**Photo-based point labeling listing**
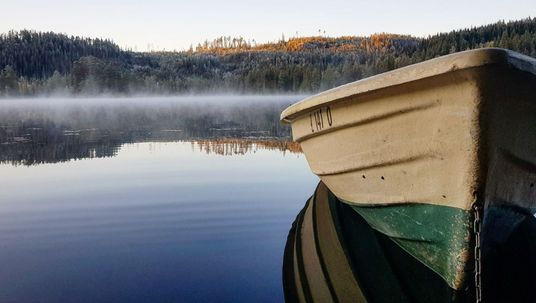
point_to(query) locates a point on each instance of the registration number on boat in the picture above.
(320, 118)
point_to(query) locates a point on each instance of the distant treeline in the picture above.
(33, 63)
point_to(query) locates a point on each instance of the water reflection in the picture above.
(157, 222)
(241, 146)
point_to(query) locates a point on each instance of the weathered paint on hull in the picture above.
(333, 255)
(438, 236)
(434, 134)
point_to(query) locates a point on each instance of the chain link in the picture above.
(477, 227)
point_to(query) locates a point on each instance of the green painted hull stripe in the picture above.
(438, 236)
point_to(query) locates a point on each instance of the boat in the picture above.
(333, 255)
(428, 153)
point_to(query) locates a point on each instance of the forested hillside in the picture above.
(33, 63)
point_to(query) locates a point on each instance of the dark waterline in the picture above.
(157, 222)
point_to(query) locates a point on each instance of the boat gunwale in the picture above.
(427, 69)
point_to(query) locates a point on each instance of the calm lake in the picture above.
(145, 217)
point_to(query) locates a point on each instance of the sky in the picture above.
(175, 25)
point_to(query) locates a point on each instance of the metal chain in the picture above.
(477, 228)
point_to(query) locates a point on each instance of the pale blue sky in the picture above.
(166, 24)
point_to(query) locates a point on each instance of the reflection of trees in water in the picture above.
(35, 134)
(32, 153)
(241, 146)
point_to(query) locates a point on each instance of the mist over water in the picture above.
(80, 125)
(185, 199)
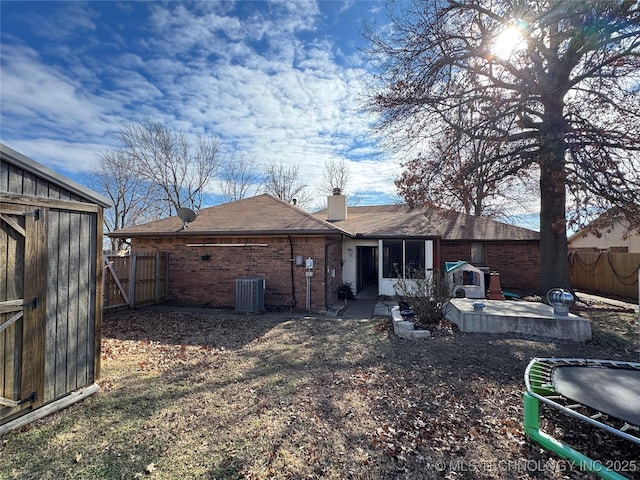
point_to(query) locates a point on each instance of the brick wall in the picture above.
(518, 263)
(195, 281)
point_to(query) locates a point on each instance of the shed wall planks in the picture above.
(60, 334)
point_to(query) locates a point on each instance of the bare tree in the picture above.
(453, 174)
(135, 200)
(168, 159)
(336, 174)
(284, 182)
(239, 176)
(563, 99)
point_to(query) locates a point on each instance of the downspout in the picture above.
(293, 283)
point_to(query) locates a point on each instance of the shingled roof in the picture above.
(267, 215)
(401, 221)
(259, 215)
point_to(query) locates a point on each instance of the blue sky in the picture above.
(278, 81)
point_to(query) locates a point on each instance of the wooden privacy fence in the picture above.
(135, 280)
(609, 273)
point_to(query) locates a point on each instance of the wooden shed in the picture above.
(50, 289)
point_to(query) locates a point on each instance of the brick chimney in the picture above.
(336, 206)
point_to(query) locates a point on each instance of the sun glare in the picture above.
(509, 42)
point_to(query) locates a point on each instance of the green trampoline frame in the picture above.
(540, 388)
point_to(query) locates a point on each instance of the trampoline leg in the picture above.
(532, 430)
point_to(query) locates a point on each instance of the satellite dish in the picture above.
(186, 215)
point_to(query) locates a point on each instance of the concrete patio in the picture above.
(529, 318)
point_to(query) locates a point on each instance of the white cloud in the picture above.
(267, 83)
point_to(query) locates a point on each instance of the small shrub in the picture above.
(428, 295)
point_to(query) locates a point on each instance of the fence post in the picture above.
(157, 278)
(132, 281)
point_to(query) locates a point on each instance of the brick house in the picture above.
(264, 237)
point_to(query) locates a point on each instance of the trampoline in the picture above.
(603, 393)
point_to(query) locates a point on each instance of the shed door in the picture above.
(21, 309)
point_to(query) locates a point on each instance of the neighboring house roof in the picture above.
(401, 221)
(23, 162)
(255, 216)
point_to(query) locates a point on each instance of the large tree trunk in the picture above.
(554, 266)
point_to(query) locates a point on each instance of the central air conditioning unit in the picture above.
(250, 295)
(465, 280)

**Exercise requirements**
Render every line of the listing above as a numbered list, omitting blank lines and leaving out the pictures.

**Solution for this exercise**
1. point_to(query) locates a point on each instance of the registration number on boat in the picture above.
2. (320, 118)
3. point_to(query) locates a point on each instance of the distant treeline in the picture above.
4. (33, 63)
5. point_to(query) locates a point on each instance of the water reflection in the picture above.
6. (157, 222)
7. (241, 146)
8. point_to(query) locates a point on each instance of the weathered paint on hull in the picture above.
9. (333, 255)
10. (438, 236)
11. (434, 134)
12. point_to(query) locates a point on each instance of the chain link in the picture above.
13. (477, 227)
14. point_to(query) locates a point on each instance of the green painted hull stripe in the picture above.
15. (438, 236)
16. point_to(query) locates a point on each instance of the boat in the picture above.
17. (333, 255)
18. (428, 153)
19. point_to(query) locates a point on each instance of the forested hillside in the picture above.
20. (33, 63)
21. point_to(query) locates a point on each instance of the dark waterline in the picture above.
22. (157, 222)
23. point_to(query) locates a point on each instance of the boat gunwale in the picture above.
24. (427, 69)
25. point_to(query) locates a point on each instance of the calm lake in the picture above.
26. (145, 217)
27. point_to(query) locates a point on each instance of the sky in the picture above.
28. (175, 25)
29. point_to(query) locates a point on each instance of the metal chain in the picture above.
30. (477, 228)
31. point_to(query) locates a point on each instance of the pale blue sky in the picture above.
32. (166, 24)
33. point_to(query) locates a point on each instance of the reflection of trees in water in the picture above.
34. (35, 134)
35. (32, 153)
36. (241, 146)
37. point_to(query) locates a point on each instance of the mist over water in the picture above.
38. (80, 125)
39. (185, 199)
40. point_to(query) locates a point on each instance of the brick wall in the picture above.
41. (518, 263)
42. (195, 281)
43. point_to(query) locates a point on each instance of the shed wall planks in the picture above.
44. (60, 334)
45. point_to(query) locates a point on each instance of the bare tree in the picture above.
46. (453, 174)
47. (135, 200)
48. (168, 159)
49. (336, 174)
50. (284, 182)
51. (239, 176)
52. (563, 99)
53. point_to(query) locates a point on each instance of the downspout in the picture above.
54. (293, 283)
55. point_to(query) locates a point on each instance of the shingled roof in the picture above.
56. (267, 215)
57. (401, 221)
58. (259, 215)
59. point_to(query) locates a point on each instance of the blue sky in the picture above.
60. (278, 81)
61. point_to(query) locates a point on each instance of the wooden privacy fence in the picture above.
62. (135, 280)
63. (609, 273)
64. point_to(query) locates a point on each instance of the wooden shed in the picture above.
65. (50, 289)
66. point_to(query) locates a point on each instance of the brick chimney in the picture above.
67. (336, 206)
68. point_to(query) locates a point on each instance of the sun glare in the picture above.
69. (509, 42)
70. point_to(query) locates a point on each instance of the green trampoline frame in the picture above.
71. (540, 388)
72. point_to(query) locates a point on each instance of the trampoline leg in the picture above.
73. (532, 430)
74. point_to(query) locates a point on each instance of the satellite dish in the picture above.
75. (186, 215)
76. point_to(query) locates a point on each instance of the concrete patio in the picture above.
77. (529, 318)
78. point_to(query) locates a point on each instance of the white cloud in the picture above.
79. (267, 83)
80. point_to(query) locates a point on each instance of the small shrub in the picture above.
81. (428, 295)
82. point_to(query) locates a point on each instance of the fence post in the picture above.
83. (157, 278)
84. (132, 281)
85. point_to(query) locates a point on each instance of the brick house in the picture above.
86. (264, 237)
87. point_to(query) locates a point on each instance of the trampoline in the picture above.
88. (603, 393)
89. point_to(query) locates a point on each instance of the shed door in the picture above.
90. (21, 309)
91. point_to(query) locates a point on each instance of the neighboring house roof in the picture above.
92. (401, 221)
93. (23, 162)
94. (255, 216)
95. point_to(query) locates a point on each instance of the large tree trunk in the picture above.
96. (554, 266)
97. point_to(query) locates a point on each instance of the central air conditioning unit in the picture above.
98. (250, 295)
99. (465, 280)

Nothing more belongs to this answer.